Point-per-instance localization data:

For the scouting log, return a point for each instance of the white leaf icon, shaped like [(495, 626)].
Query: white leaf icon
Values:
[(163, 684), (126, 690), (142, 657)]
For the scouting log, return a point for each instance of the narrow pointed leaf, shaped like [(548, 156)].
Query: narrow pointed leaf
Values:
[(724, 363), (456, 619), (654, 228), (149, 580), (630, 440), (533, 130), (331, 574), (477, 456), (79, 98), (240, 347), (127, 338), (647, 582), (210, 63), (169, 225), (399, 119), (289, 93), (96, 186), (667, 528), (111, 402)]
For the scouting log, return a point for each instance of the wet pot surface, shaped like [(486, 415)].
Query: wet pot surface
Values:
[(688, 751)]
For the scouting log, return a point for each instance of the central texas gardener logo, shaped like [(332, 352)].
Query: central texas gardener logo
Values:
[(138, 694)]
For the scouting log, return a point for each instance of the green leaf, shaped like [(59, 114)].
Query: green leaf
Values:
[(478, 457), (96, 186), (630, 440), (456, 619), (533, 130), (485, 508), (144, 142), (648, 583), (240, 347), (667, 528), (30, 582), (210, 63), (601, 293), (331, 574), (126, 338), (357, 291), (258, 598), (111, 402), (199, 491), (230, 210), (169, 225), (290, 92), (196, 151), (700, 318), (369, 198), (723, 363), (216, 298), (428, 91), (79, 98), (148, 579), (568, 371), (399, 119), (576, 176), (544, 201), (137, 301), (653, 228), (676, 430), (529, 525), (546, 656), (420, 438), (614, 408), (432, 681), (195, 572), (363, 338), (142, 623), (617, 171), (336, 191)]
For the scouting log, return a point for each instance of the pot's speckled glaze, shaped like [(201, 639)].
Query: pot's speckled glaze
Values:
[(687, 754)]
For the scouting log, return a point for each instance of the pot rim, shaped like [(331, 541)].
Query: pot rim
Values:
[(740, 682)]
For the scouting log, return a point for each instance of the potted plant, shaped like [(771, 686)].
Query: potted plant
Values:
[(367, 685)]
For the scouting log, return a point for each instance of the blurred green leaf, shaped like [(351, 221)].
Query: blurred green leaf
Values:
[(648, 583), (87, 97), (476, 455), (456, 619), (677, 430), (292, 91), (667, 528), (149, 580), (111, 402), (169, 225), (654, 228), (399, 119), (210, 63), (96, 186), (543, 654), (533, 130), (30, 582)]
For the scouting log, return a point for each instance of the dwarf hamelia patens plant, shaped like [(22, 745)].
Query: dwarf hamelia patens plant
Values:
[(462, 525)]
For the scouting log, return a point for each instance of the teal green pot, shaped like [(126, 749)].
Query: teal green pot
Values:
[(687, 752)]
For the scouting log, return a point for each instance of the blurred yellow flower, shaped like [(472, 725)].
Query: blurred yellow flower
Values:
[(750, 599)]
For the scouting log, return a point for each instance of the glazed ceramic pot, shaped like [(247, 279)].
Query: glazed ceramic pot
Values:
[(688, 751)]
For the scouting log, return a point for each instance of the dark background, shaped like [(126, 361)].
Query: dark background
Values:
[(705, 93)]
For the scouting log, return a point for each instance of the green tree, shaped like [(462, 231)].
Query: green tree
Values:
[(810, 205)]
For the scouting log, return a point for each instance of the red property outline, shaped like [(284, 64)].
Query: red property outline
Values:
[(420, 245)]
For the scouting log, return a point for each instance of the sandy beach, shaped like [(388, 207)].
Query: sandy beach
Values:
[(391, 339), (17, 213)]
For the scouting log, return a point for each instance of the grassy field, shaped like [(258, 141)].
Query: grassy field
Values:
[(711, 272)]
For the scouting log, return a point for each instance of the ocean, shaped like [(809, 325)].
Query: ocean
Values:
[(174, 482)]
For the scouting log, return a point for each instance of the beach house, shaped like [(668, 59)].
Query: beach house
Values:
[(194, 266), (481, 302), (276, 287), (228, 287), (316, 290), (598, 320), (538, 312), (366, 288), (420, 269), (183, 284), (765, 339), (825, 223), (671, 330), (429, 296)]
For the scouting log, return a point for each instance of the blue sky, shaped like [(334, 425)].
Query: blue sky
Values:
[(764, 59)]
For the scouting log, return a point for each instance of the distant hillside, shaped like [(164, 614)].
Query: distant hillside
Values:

■ **What the exercise asks**:
Output the records in full. Keep every character as it is.

■ **Completed exercise**:
For the scouting log, return a point for each instance of the white leaf icon, shaped like [(495, 626)].
Query: white leaf icon
Values:
[(163, 684), (126, 690), (142, 657)]
For the scouting log, return a point for each instance of the narrow pointed leaf, shaped like [(548, 156)].
Query: narrow pointed leaf
Values:
[(724, 363), (456, 619), (654, 228), (149, 580), (630, 440), (533, 130), (331, 574), (477, 456), (79, 98), (240, 347), (127, 338), (647, 582), (210, 63), (169, 225), (399, 119), (289, 93), (96, 186), (667, 528), (111, 402)]
For the scouting log, return a point for each instance of the wet pot surface, shaped like [(486, 415)].
Query: wet pot surface
Values:
[(688, 751)]
For the scouting log, return a point for each instance of the central texas gardener logo, shaped like [(332, 352)].
Query: central texas gardener logo
Values:
[(138, 694)]
For the scouting log, return a point for each instance of the green leaf, shaped like [(59, 114)].
Query: green leaf
Values:
[(478, 457), (96, 186), (630, 440), (456, 619), (533, 130), (485, 508), (144, 142), (648, 583), (240, 347), (667, 528), (30, 582), (210, 63), (601, 293), (331, 574), (126, 338), (357, 291), (258, 598), (111, 402), (199, 491), (230, 210), (169, 225), (290, 92), (196, 151), (700, 318), (369, 198), (723, 363), (216, 298), (428, 91), (79, 98), (148, 579), (568, 371), (399, 119), (576, 176), (544, 201), (137, 301), (653, 228), (676, 430), (529, 525), (546, 656), (420, 438), (614, 408), (432, 681), (195, 572), (363, 338), (142, 623), (617, 171), (336, 191)]
For the scouting log, return a point for each instance of the pot's speckled glaze, shaped like [(201, 639)].
Query: pot's speckled glaze
Values:
[(687, 754)]
For the scouting log, return a point for each instance of the pot rim, shaped like [(331, 541)].
Query: pot rim
Values:
[(740, 682)]
For the scouting log, return a point for each instance of the potted plant, shaped like [(771, 686)].
Query: potted plant
Values:
[(367, 685)]
For the scouting log, return a point for each instance of the blurred green leaf, shaped like [(351, 221)].
Query: blurred green leaf
Values:
[(648, 583), (87, 97), (476, 455), (456, 619), (677, 430), (292, 91), (667, 528), (149, 580), (111, 402), (169, 225), (654, 228), (399, 119), (210, 63), (96, 186), (543, 654), (533, 130), (30, 582)]
For the scouting log, return a point for each instance of the dwarf hamelia patens plant, shaped like [(22, 745)].
Query: dwarf hamelia patens plant
Values:
[(462, 525)]
For the scouting log, return a point for each instance of the teal green pot, shaped like [(126, 749)].
Query: teal green pot
Values:
[(687, 752)]
For the scouting log, return a point for each instance of the blurred yellow flower, shaped like [(472, 725)].
Query: blurred yellow flower
Values:
[(750, 599)]
For the scouting log, return a point for each instance of the glazed ceramic pot, shaped like [(247, 279)].
Query: glazed ceramic pot
Values:
[(688, 751)]
For the scouting log, return a point for each instance of the dark background, shaped like [(126, 361)].
Query: dark background
Values:
[(705, 93)]
For the scouting log, return a point for each instance of the green tree, shaped like [(462, 231)].
Query: green tree
Values:
[(810, 205)]
For the scouting log, return a point for each instance of the red property outline, shaped like [(284, 64)].
Query: red property outline
Values:
[(420, 245)]
For the scouting log, return a point for each instance of the sandy beach, shaped like [(388, 207)].
Query: sandy beach
Values:
[(391, 339), (17, 213)]
For the scouting log, return a point for each instance of the grassy field, shaped like [(258, 141)].
Query: grassy field
Values:
[(711, 272)]
For the scouting log, return a point for each instance of the ocean, shaped like [(809, 325)].
Query: ocean
Values:
[(174, 482)]
For the scouting log, return a point for each instance of the beach house, shaped like [(668, 59)].
Query: beach house
Values:
[(194, 266), (481, 302), (276, 287), (228, 287), (316, 290), (598, 320), (538, 312), (366, 288), (420, 269), (183, 284), (765, 339), (825, 223), (671, 330), (429, 296)]
For the scouting log, return a point for each instance of the blue sky, shaped like [(334, 425)].
Query: blue sky
Values:
[(764, 59)]
For the scouting log, return a point for each instance of the distant hillside, shaped like [(164, 614)].
Query: distant hillside
Values:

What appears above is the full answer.